● Task to carry out
Print the data below line for line, without any changes, and leave out the pictures.

● Entries
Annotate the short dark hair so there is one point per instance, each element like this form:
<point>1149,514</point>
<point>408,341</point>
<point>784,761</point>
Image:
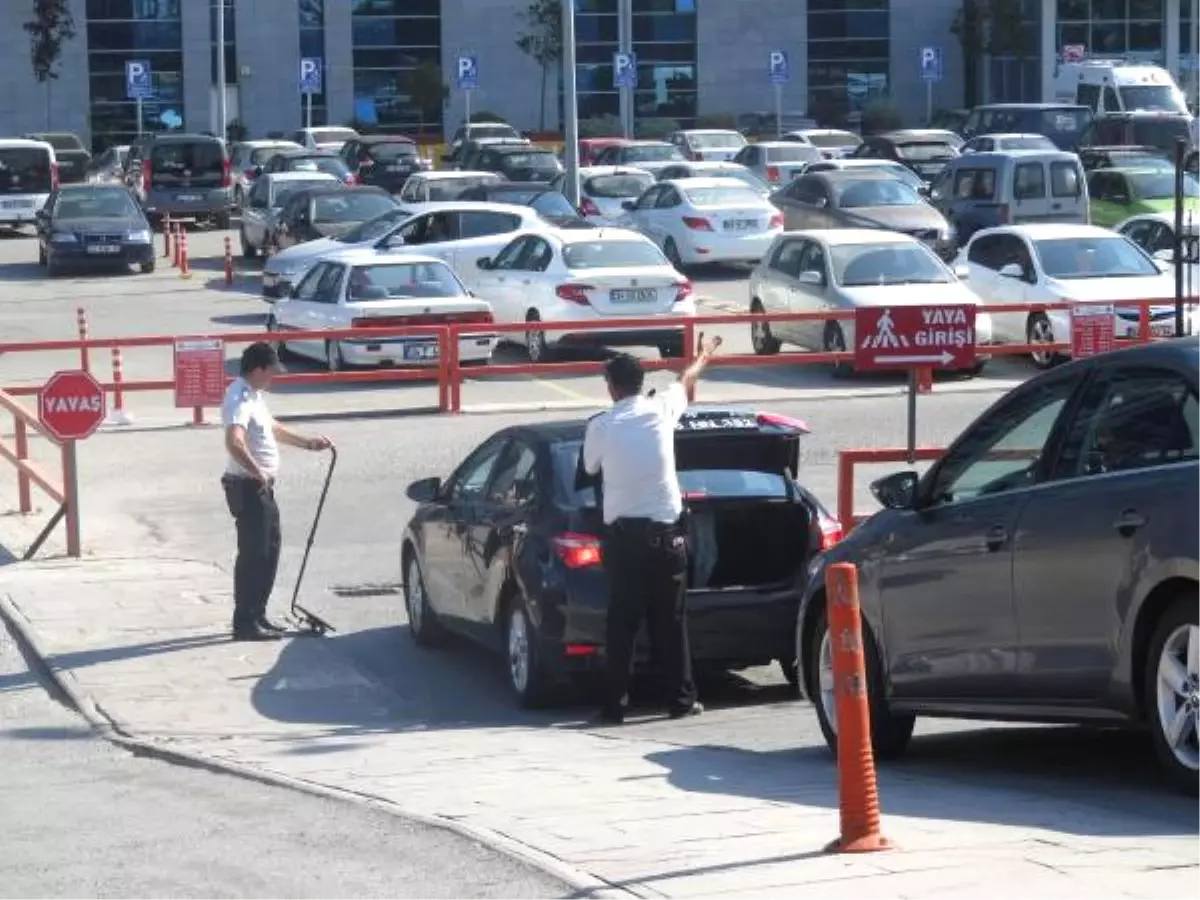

● Full output
Annotate the short dark hair so there is one point per instance, each element like this form:
<point>1149,514</point>
<point>408,341</point>
<point>784,761</point>
Image:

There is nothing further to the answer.